Task directions |
Change each "indicate one point" in the items below to "mark one point", leaving everything else the same. Leave the pictures out of your answer.
+++ Input rows +++
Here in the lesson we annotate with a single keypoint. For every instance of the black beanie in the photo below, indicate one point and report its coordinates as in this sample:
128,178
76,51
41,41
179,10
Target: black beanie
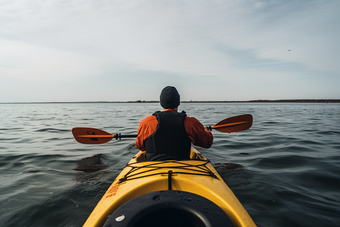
169,98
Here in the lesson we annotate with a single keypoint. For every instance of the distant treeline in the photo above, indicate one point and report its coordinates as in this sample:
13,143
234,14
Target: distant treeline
250,101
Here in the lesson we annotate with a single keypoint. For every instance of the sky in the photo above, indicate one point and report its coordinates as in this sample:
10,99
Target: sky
210,50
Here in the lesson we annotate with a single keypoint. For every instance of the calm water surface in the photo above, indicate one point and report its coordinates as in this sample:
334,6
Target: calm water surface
284,170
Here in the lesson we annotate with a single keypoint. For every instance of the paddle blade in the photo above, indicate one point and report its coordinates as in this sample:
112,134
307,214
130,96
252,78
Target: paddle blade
234,124
91,135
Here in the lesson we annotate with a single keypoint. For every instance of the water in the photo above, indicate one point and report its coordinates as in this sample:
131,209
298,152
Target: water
284,170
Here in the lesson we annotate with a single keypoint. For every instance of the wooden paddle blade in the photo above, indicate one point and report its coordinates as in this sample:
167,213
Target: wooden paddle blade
234,124
91,135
+++
Full output |
Here in the lesson we annotate with a single keypoint. For every instance of the black beanie in the photo below, mark one point and report its coordinates as in this sample:
128,178
76,51
41,41
179,10
Target: black beanie
169,98
Here in the lesson we annotate with a single keypoint. For every instance of the distant treeline in the photo above, mark one point and report its coordinates as in this sample:
13,143
234,14
Target: distant treeline
250,101
Here in the lesson we annotate with a single keypoint. For every instance of the sky in the photo above, mark one point and report its coordinates as in this sample:
10,99
Target: sky
210,50
Here in the lesson we annotate with a single keypoint. For every instance of the calm water surface in the photo above, mark one point and report its coordinates as in this sample:
334,6
Target: calm water surface
284,170
Here in the lesson we annotate with a single keypoint. For every instance of the paddle blade in the photo above, mark one point and report its coordinates as in this sample:
112,134
307,214
130,96
252,78
Target: paddle blade
234,124
91,135
Here in the lesson we annotate with a single keypoint. For every instance of the water in the photo above, mark one point and report its coordinates as in this sample:
131,209
298,152
Target: water
284,170
Here in the lesson we annotate with a single keypoint. For every instance of the wooden paddle blade in the photo above, mark one point and report its coordinates as in this sample:
167,213
Target: wooden paddle blade
234,124
91,135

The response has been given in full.